▶ **Exercise brief**
Take each line of the material that includes "below" and copy it.

* * * * * * * * *

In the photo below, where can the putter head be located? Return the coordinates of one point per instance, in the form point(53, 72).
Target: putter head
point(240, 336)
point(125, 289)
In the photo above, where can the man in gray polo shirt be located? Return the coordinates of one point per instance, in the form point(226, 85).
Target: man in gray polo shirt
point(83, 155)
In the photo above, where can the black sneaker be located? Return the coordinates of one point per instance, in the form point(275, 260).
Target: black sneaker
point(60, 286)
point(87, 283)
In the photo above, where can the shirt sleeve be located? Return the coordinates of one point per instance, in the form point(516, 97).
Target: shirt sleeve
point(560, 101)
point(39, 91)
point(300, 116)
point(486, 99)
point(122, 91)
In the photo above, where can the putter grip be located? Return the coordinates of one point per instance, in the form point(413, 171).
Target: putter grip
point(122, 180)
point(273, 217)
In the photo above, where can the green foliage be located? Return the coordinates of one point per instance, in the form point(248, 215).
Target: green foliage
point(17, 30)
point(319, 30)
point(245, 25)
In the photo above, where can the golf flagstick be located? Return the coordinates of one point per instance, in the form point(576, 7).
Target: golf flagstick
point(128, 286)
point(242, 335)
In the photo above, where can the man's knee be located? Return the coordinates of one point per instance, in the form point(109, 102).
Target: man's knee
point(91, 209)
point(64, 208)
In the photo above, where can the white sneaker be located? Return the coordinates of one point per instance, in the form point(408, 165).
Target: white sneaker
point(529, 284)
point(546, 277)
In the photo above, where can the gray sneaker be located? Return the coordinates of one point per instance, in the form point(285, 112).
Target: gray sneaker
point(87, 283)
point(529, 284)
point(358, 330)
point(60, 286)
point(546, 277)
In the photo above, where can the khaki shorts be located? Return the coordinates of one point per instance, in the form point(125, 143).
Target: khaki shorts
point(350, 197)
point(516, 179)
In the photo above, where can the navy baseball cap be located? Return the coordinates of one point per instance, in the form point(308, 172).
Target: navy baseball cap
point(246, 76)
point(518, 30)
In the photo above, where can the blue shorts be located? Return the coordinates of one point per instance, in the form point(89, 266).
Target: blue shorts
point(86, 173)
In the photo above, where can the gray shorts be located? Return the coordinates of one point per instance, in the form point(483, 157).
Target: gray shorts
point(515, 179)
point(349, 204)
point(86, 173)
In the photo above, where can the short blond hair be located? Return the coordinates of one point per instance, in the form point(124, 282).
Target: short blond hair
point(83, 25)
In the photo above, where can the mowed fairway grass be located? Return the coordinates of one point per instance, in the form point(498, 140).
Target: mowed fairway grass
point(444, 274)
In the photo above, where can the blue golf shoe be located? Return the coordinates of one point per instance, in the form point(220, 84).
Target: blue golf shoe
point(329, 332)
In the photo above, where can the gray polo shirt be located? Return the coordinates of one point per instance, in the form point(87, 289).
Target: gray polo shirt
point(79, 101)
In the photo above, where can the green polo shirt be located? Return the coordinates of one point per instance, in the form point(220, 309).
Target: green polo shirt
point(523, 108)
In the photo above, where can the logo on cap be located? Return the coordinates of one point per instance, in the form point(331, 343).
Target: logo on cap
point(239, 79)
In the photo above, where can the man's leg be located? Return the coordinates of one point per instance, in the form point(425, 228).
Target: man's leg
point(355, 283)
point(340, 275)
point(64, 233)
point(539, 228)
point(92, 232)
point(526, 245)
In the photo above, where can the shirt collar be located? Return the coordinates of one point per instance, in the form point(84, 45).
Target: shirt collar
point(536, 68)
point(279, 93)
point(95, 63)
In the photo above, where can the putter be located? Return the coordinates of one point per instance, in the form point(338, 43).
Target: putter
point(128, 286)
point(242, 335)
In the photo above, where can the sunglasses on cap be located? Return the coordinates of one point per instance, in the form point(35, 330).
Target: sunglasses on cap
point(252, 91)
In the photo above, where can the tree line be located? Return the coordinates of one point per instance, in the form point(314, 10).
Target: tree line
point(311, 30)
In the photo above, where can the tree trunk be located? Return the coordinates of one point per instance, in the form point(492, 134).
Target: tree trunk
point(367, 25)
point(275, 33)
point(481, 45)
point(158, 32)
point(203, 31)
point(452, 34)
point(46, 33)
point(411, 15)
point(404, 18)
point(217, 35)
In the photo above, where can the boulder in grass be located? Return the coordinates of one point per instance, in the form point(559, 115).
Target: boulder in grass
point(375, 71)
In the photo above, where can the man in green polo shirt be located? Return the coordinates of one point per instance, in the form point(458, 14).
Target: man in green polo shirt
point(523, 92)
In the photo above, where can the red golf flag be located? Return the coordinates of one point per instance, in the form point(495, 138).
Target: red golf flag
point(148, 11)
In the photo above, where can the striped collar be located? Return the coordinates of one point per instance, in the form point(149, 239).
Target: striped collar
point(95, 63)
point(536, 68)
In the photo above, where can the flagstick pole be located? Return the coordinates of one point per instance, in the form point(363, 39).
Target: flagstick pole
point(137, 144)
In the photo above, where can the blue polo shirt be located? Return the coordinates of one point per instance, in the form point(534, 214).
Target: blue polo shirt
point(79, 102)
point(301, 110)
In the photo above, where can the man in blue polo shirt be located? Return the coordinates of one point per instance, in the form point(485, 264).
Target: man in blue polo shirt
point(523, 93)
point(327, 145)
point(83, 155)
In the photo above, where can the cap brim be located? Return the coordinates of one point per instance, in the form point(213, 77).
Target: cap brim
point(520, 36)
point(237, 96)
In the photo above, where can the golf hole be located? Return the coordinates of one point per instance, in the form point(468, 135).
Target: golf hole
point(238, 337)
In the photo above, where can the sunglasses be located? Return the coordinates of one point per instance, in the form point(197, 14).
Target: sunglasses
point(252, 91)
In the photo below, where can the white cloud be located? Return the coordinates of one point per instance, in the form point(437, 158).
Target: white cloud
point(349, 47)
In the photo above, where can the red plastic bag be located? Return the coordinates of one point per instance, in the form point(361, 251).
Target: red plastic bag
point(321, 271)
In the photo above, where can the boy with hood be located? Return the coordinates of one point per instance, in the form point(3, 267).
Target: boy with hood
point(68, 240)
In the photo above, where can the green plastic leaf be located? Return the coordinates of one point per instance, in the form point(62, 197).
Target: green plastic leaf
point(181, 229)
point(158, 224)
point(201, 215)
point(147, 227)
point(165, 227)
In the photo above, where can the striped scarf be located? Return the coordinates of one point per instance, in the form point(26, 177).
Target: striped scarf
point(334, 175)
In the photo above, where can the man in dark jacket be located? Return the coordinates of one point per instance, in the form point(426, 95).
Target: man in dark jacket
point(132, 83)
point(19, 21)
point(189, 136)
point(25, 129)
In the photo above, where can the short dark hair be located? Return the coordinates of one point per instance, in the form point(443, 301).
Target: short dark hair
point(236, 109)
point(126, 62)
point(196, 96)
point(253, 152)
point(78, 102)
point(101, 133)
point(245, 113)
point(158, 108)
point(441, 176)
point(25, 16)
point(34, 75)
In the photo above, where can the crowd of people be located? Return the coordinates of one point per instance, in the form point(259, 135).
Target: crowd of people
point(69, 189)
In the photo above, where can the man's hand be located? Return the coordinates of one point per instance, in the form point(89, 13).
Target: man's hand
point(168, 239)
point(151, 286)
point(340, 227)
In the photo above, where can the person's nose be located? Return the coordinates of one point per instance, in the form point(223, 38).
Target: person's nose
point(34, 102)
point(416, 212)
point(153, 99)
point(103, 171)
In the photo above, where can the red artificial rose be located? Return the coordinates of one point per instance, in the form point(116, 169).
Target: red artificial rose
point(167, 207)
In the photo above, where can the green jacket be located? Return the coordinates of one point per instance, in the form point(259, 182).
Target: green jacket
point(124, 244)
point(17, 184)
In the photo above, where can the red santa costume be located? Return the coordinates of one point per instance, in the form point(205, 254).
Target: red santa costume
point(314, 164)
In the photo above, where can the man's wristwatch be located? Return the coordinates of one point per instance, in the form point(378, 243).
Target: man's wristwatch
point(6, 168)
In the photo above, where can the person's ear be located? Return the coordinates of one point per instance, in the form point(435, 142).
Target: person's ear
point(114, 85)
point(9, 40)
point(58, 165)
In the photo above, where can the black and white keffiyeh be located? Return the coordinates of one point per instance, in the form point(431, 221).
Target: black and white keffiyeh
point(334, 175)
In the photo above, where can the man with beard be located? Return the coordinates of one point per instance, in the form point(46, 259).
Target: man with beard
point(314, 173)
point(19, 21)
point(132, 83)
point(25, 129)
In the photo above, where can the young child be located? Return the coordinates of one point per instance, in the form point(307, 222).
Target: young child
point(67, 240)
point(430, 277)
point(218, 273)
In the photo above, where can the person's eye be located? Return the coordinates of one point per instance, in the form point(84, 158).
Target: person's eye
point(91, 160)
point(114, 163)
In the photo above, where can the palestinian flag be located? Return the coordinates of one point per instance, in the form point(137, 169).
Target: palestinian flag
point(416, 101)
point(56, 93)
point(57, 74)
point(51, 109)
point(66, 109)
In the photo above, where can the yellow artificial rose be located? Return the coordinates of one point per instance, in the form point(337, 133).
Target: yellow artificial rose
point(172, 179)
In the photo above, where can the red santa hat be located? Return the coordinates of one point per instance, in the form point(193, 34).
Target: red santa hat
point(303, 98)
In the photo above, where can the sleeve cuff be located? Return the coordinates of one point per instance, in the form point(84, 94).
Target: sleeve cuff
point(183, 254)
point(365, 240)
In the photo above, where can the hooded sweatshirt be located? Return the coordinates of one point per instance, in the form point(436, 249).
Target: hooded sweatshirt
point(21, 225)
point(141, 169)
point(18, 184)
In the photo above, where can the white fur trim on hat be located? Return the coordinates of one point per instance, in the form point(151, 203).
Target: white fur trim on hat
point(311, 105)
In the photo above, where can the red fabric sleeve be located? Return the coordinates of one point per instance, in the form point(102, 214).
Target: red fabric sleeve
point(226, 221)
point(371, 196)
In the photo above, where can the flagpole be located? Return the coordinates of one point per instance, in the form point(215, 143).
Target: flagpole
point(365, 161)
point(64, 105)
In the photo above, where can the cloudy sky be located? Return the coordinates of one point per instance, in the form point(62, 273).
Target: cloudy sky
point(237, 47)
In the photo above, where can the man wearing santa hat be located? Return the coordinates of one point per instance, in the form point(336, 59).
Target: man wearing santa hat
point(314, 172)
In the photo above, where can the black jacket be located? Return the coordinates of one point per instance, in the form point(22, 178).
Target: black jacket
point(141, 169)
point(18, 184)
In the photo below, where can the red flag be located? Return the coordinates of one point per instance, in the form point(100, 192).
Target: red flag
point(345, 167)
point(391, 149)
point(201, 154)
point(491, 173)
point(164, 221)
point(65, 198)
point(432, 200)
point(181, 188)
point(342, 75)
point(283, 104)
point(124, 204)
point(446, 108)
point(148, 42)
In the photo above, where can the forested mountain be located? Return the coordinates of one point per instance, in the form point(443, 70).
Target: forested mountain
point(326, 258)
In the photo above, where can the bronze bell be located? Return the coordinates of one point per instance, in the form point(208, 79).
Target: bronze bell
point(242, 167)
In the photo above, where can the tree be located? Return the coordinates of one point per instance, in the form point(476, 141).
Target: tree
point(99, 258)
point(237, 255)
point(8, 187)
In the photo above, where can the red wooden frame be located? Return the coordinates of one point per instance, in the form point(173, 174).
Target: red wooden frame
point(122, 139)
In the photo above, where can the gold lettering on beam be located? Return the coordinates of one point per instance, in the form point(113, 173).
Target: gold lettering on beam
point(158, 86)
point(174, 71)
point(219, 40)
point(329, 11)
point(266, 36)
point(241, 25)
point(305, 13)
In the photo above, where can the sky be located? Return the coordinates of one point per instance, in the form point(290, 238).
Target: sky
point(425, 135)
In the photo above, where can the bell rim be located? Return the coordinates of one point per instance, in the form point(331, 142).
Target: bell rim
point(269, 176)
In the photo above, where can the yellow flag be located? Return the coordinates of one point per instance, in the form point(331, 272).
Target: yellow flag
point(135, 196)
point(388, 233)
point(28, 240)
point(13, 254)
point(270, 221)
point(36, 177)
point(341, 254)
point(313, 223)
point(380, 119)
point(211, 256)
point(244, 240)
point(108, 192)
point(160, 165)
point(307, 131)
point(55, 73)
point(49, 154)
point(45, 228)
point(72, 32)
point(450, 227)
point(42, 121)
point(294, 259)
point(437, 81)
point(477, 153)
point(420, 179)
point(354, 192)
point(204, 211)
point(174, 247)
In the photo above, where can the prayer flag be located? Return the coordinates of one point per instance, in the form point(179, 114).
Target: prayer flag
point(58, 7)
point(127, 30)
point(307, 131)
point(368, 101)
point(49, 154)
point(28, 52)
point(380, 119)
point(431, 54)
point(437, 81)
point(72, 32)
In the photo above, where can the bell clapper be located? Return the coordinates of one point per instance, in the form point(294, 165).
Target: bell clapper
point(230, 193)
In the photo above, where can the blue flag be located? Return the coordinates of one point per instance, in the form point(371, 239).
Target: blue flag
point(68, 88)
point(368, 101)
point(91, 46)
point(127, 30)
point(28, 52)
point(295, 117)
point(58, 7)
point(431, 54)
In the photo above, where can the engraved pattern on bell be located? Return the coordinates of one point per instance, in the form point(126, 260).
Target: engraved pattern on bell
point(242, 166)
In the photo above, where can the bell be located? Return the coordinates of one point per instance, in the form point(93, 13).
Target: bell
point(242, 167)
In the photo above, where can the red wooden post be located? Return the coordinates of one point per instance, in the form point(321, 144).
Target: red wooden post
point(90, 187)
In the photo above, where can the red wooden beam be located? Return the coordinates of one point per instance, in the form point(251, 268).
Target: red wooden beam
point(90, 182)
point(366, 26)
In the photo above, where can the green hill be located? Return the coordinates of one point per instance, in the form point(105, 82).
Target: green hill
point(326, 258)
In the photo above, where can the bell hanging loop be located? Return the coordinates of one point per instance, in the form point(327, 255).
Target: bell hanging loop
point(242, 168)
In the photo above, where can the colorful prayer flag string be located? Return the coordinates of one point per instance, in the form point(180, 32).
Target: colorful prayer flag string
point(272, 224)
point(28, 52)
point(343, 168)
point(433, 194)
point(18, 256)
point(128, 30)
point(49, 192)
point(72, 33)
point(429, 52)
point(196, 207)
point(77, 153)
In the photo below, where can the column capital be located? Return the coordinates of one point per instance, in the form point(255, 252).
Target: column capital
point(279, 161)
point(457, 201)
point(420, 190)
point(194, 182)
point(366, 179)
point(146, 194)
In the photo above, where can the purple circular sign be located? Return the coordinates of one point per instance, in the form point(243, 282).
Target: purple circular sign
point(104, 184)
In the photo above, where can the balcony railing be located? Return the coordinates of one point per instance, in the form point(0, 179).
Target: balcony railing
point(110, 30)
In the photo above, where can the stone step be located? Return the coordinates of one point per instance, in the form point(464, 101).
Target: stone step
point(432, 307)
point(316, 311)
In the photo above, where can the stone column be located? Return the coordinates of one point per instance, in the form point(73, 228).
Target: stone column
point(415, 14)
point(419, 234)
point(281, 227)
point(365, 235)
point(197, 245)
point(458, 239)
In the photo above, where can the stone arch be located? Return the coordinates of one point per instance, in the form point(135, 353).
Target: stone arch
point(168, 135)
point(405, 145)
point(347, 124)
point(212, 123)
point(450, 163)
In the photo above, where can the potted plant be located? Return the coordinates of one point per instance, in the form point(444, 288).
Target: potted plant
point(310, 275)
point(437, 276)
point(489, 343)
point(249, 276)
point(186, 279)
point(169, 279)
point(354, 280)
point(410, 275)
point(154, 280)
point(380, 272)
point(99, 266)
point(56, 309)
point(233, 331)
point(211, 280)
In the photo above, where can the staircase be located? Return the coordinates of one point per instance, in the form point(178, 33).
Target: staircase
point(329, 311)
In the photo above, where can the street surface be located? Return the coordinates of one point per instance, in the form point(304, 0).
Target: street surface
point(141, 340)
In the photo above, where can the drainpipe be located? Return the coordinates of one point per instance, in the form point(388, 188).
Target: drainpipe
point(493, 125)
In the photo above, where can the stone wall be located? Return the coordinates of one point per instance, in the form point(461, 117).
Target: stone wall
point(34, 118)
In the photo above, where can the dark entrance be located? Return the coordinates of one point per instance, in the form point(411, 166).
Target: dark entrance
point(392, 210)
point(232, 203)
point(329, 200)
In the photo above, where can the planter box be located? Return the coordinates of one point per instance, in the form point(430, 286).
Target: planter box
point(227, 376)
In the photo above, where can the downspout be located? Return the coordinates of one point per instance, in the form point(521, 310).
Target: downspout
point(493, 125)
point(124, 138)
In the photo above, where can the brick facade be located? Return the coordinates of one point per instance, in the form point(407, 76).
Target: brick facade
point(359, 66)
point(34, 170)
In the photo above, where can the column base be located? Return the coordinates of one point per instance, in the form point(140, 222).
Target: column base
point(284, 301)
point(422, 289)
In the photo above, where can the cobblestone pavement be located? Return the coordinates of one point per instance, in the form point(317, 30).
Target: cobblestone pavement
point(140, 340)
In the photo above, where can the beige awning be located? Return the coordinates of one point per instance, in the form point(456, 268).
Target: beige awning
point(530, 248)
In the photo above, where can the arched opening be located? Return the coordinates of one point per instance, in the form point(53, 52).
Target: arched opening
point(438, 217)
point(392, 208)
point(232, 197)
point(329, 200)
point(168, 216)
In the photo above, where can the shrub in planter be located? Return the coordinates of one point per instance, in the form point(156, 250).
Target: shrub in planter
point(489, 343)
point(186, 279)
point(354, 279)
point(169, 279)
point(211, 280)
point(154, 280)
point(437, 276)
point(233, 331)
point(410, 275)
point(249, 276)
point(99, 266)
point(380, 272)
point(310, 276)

* * * * * * * * *

▶ **Output of the exercise**
In the photo below, where can the putter head be located? Return the coordinates of one point per instance, in the form point(53, 72).
In the photo below, where can the white cloud be located? Return the coordinates of one point per instance, in the form point(437, 158).
In the photo below, where can the red flag be located? Return the coordinates of one point per instance, in the form point(100, 192).
In the photo below, where can the column capital be located? Return the coordinates of one point per instance, in the form point(255, 252).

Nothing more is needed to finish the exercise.